- _Texto citado_
◇ ◇ ◇ ◇ ◇ ◇ ◇

HOMILÍA DOMINGO XXXIII TO CICLO C
De vez en cuando aparecen películas
que hablan de un desastre que causa el fin del mundo. A veces es la luna que
cae a la tierra, o un terremoto horrible. Cuando oímos hablar de catástrofes
nos damos cuenta de que el mundo en que vivimos es imperfecto. Sin embargo, el mundo
actúa siempre según sus leyes, las leyes de la física o de la geología.
Solamente que estas leyes nosotros no las podemos controlar. En cambio, nosotros
no siempre actuamos según las leyes que están escritas en nuestros corazones.
Son las leyes del bien, de la justicia, de la solidaridad, del respeto, etc. El
problema no es que estalle un volcán, o que haya una inundación, sino que yo
estalle en ira contra mi hermano o que yo abuse de mi prójimo.
Las lecturas de hoy nos recuerdan
que este mundo tendrá un final. Puede llamarnos la atención que el evangelio
nos hable de desastres o de catástrofes, y que nos hable del final de los
tiempos, situaciones que Jesús resume en guerras,
revoluciones, terremotos, epidemias y hambre, espantos y grandes signos en el
cielo.
Hoy también pasan muchas cosas que
no son tan buenas: vemos que los mercados
se tambalean, que el desempleo se dispara, que muchas personas viven nuevas
esclavitudes, que faltan recursos naturales y económicos. Ante todo eso Jesus
nos dice: no tengan miedo. Eso son cosas propias de nuestro mundo en el que
todo es pasajero y frágil. Cuando algo malo pasa por culpa de la
naturaleza, nos tenemos que dar cuenta de que somos limitados y por eso nos
podemos enfermar o morir. Hemos de aceptar que somos limitados y que solo Dios
es esencial en nuestras vidas.
Y la buena noticia es que esto no
es malo. La buena noticia es que para nosotros el final no es lo último, sino
el principio de una vida plena, de una vida en la que todos seremos felices
para siempre. Por eso, tanto la primera lectura como el evangelio nos dicen que,
aunque podamos encontrar sufrimientos o haya cosas que nos den preocupación,
sin embargo, hay una promesa de Dios para hacernos felices para siempre. Que,
aunque nos veamos imperfectos y tengamos el riesgo de vivir con problemas,
siempre es más fuerte lo bueno que lo malo.

◇ ◇ ◇ ◇ ◇ ◇ ◇

- _Consigna_
Contesta a partir de la homilía:
(a) ¿Qué dos ejemplos de desastre se dan al hablar de las películas sobre el fin del mundo?
(b) ¿Con qué situaciones resume Jesús el final de los tiempos?
(c) Según la buena noticia, ¿qué es el final para nosotros?

◇ ◇ ◇ ◇ ◇ ◇ ◇

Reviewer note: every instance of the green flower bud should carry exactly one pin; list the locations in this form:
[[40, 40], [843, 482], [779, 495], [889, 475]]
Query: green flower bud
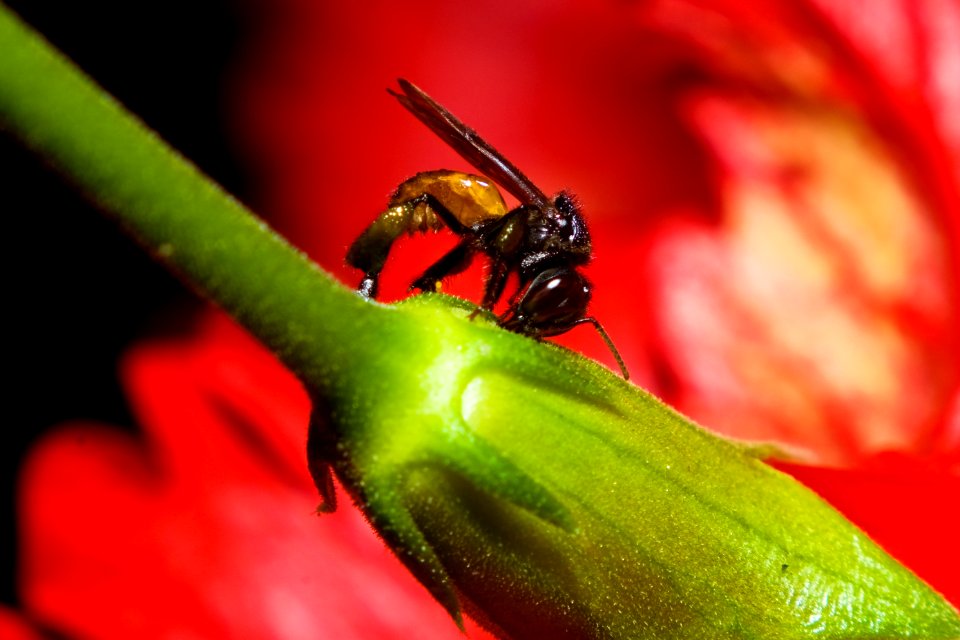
[[553, 499]]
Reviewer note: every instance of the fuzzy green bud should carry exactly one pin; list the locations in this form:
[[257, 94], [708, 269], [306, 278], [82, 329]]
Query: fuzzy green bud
[[556, 500]]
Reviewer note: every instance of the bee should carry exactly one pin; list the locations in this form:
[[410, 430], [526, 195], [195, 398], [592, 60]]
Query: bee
[[543, 240]]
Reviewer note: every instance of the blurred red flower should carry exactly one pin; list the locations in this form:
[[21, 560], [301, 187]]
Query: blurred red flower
[[774, 196]]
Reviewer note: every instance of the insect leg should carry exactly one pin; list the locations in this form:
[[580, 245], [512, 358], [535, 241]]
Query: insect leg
[[496, 282], [452, 262], [606, 338], [369, 251]]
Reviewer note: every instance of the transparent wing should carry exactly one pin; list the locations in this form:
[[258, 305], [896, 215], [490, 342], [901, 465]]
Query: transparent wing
[[469, 145]]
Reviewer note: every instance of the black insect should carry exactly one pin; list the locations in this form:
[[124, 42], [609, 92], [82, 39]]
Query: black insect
[[542, 240]]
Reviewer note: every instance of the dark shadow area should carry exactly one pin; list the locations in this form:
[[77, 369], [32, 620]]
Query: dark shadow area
[[82, 291]]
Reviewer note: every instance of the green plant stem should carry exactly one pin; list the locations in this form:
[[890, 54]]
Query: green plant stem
[[186, 221]]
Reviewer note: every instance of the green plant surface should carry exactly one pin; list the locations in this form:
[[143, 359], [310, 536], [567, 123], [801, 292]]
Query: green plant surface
[[515, 478]]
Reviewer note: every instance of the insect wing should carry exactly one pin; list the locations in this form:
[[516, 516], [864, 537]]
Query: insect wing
[[469, 145]]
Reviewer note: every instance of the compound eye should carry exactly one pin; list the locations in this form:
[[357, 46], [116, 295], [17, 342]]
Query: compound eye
[[555, 301]]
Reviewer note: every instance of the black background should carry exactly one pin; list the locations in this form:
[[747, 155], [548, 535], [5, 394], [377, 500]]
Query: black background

◇ ◇ ◇ ◇ ◇ ◇ ◇

- _Respuesta_
(a) La luna que cae a la tierra y un terremoto horrible.
(b) Guerras, revoluciones, terremotos, epidemias y hambre, espantos y grandes signos en el cielo.
(c) No es lo último, sino el principio de una vida plena, en la que todos seremos felices para siempre.